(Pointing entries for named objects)
%%

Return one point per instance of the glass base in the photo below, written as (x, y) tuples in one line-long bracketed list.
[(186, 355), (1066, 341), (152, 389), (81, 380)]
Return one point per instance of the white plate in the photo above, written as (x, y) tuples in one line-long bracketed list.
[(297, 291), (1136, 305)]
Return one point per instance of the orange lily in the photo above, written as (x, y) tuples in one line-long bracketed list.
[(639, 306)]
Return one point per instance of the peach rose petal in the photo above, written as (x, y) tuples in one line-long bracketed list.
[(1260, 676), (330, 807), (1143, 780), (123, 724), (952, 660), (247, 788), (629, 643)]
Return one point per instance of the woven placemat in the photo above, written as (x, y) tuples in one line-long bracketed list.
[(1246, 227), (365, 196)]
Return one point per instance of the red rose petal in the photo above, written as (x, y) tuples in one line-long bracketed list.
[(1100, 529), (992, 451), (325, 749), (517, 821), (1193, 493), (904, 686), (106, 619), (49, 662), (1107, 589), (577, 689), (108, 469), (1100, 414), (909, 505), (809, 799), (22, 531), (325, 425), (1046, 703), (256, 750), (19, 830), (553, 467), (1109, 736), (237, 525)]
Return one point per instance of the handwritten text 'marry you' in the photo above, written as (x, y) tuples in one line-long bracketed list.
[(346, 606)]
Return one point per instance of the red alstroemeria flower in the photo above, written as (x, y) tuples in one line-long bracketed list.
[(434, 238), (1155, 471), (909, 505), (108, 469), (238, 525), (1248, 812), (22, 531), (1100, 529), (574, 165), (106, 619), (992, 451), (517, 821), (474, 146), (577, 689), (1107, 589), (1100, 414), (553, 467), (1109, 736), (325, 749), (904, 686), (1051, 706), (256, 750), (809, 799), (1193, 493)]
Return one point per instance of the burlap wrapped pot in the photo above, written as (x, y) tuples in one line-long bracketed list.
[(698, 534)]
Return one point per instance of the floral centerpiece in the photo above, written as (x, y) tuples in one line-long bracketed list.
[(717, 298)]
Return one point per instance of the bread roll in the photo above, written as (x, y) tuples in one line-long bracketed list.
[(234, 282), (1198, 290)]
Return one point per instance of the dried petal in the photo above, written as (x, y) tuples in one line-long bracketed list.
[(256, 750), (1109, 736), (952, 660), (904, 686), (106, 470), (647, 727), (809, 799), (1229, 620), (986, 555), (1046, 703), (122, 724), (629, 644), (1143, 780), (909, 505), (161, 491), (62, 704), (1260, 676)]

%%

#### Aim
Arrange every line of the records above into a numbered list, omitting any blank lines.

#### In response
1. Return one point per instance of the glass base in the photo below, written as (x, y) tuples in one line-long bracketed list.
2. [(186, 355), (1066, 341), (152, 389), (81, 380)]
3. Return one point per instance of the white plate in the photo above, written as (x, y) tuples in one line-long bracketed list.
4. [(297, 291), (1136, 305)]
5. Return one point per instance of the orange lily in the photo above, written as (x, y) tuples in one line-long bracketed list.
6. [(639, 306)]
7. Return one point per instance of the peach rose petal in the photo above, written as (x, y) tuples in one line-long bracketed list.
8. [(1260, 676), (330, 807), (1143, 780), (123, 724), (952, 660), (247, 788), (629, 643)]
9. Return one point per instance of the woven placemat in the photo above, written as (x, y) tuples in one line-long bracketed list.
10. [(1246, 227), (365, 196)]
11. Return one point per instance of the red rose petal in the photo above, written as (x, y) tuples in one line-long bracketed list.
12. [(1100, 529), (992, 451), (325, 749), (517, 821), (1193, 493), (904, 686), (106, 619), (49, 662), (1107, 589), (577, 689), (108, 469), (1100, 414), (909, 505), (809, 799), (22, 531), (325, 425), (1046, 703), (256, 750), (19, 830), (553, 467), (1109, 736), (237, 525)]
13. Return one point per instance of the handwritten text 'marry you' in the photo above, written as (x, y) tuples in one line-long bracketed list.
14. [(346, 606)]
15. Return one point per instance of the red alstroemeria flower in the photo above, written as (x, y) tuples in one line-long bracketed list.
16. [(434, 238), (1155, 471), (909, 505), (108, 469), (238, 525), (1248, 812), (22, 531), (1100, 529), (574, 165), (106, 619), (992, 451), (517, 821), (474, 146), (577, 689), (1107, 589), (1100, 414), (553, 467), (1109, 736), (325, 749), (904, 686), (1051, 706), (256, 750), (809, 799), (1193, 493)]
17. Return one point per instance of the burlap wrapped pot in the photo above, written as (x, y) tuples in one line-long bracketed list.
18. [(698, 534)]
19. Return one point per instance of the floral centerpiece in the photo above, written as (x, y) tuples in one line-long bracketed list.
20. [(717, 298)]
21. Return one point per instance of the bread roll in the photo above, written as (x, y) tuples in one line-long bracketed list.
22. [(234, 282), (1198, 290)]
23. Return one point per instance of the dried petal in the photo above, written as (x, y) tuples in one line-long bracketed list.
24. [(256, 750), (1109, 736), (952, 660), (904, 686), (106, 470), (647, 727), (809, 799), (1229, 620), (986, 555), (1046, 703), (122, 724), (629, 644), (1143, 780), (909, 505), (161, 491), (62, 704), (1260, 676)]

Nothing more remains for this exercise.